Today there are more than 13,000 certified nurse-midwives practicing in the U.S. They attend about 8% of all births in this country, but the numbers are on the rise.
What Kind of Training Do Midwives Have?
There are several different types of midwives, each with its own training requirements:
- Certified nurse-midwives (CNMs) are trained as both nurses and midwives. They have at least a bachelor's degree (and most also have a master's degree), and they must pass a national certification exam from the American College of Nurse-Midwives (ACNM) and receive a state license to practice.
- Certified midwives (CMs) are college-educated and certified by the ACNM. Because this is a relatively new specialty, not every state licenses CMs.
- Certified professional midwives (CPMs) are trained midwives who are certified by the North American Registry of Midwives (NARM). Not all states certify CPMs.
- Direct-entry midwives (DEMs) may have a college degree, or they may have trained through an apprenticeship, or learned their trade through self-study, workshops, or other instructional programs. Most attend births in homes or birth centers. Not all states recognize DEMs.
History of Midwifery
Centuries before obstetricians were delivering babies in hospitals, midwives in Europe attended to women as they gave birth to their children at home. The term "midwife" comes from the Old English phrase meaning, "with woman."
Midwifery in the U.S. began with a woman named Mary Breckenridge, who was determined to provide health care to people living in the remote Appalachian Mountain region. While on a trip to Europe, she was so impressed with the skill and care European nurse-midwives provided their patients that she brought several British nurse-midwives to America and established the Frontier Nursing service in rural Kentucky. It was the first real nurse-midwifery program in this country.
In 1955, a public-health nurse educator named Hattie Hemschemeyer started the American College of Nurse-Midwifery, the first organization of nurse-midwives in the country. The organization later changed its name to the American College of Nurse-Midwives.
What Do Midwives Do?
The main function of a midwife is to provide support and care to women during labor and delivery. However, midwives today don't just attend births -- they offer many types of gynecologic care.
- Perform gynecological exams
- Help with preconception planning
- Provide prenatal care
- Assist during labor and delivery
- Offer guidance with breastfeeding and other newborn care issues
- Help women who are going through menopause
Women have reported that they are more satisfied about their ability to make decisions about the birthing experience when they are assisted by a midwife as opposed to an obstetrician. Although midwives are trained to provide medical assistance when necessary, they prefer to avoid interventions, such as forceps and C-sections during delivery.

Requirement 1: Based on the midwifery article, decide whether each statement is true, and answer yes or no with the exact words that settle it: (a) Certified nurse-midwives attend about 8% of all births in the U.S. (b) Every state licenses certified midwives (CMs). (c) Most direct-entry midwives attend births in hospitals.
Requirement 2: Copy the midwifery article from "What Kind of" to "license to practice.".
The entries that follow come from a separate source, not from the midwifery article.

Collected data:

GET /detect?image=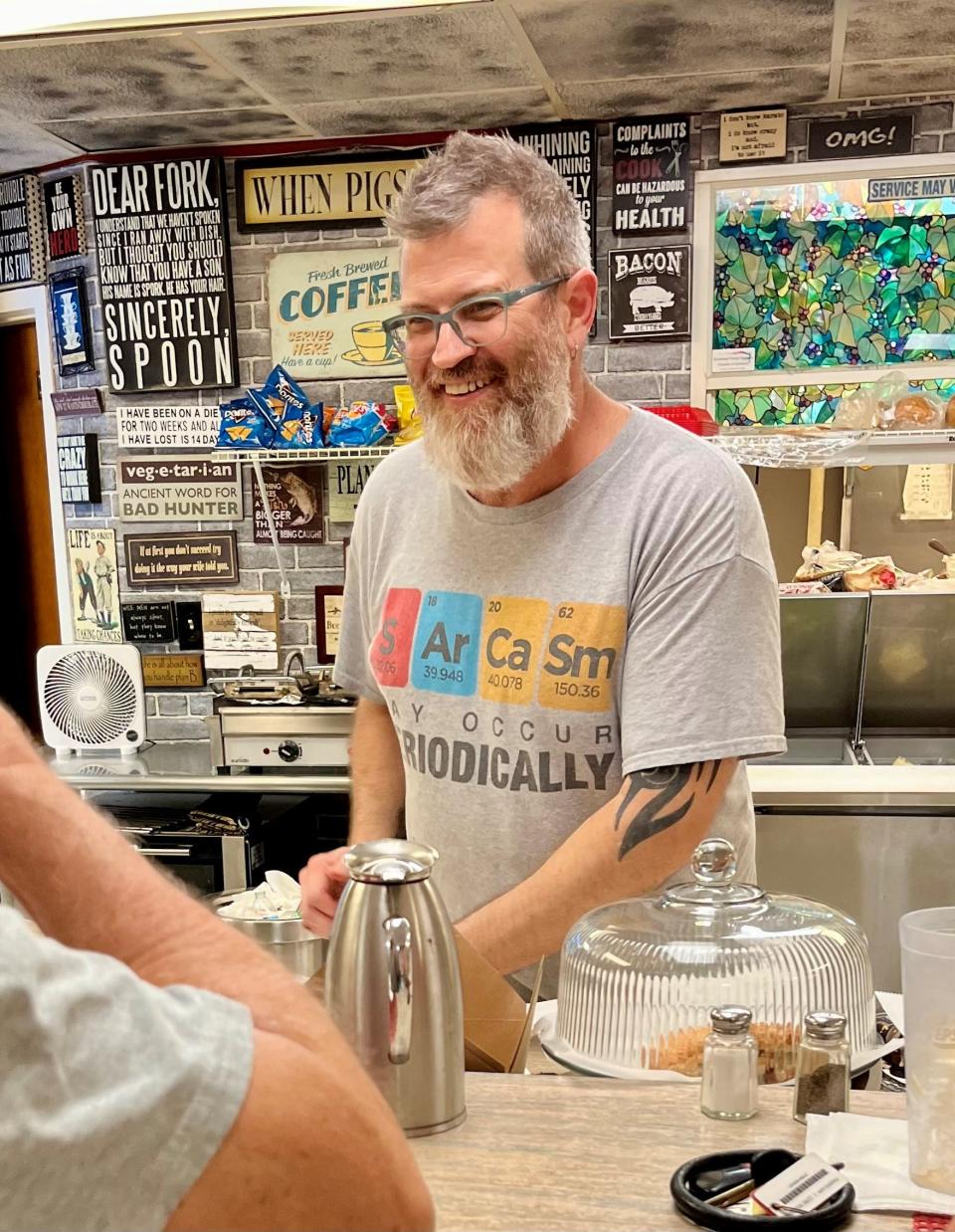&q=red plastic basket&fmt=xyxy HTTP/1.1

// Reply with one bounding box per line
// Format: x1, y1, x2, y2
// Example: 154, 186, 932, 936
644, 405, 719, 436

* * *

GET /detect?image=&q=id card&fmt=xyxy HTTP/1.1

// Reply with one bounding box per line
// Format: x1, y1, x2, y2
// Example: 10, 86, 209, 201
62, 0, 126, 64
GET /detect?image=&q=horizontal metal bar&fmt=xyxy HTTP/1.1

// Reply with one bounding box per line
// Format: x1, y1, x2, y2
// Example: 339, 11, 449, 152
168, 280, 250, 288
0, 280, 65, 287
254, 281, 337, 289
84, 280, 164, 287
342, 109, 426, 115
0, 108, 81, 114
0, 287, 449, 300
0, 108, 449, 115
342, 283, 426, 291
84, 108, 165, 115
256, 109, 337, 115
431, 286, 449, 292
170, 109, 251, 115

Task answer 1:
(a) Yes: "They attend about 8% of all births in this country"
(b) No: "not every state licenses CMs"
(c) No: "Most attend births in homes or birth centers"

Task answer 2:
What Kind of Training Do Midwives Have?
There are several different types of midwives, each with its own training requirements:
- Certified nurse-midwives (CNMs) are trained as both nurses and midwives. They have at least a bachelor's degree (and most also have a master's degree), and they must pass a national certification exam from the American College of Nurse-Midwives (ACNM) and receive a state license to practice.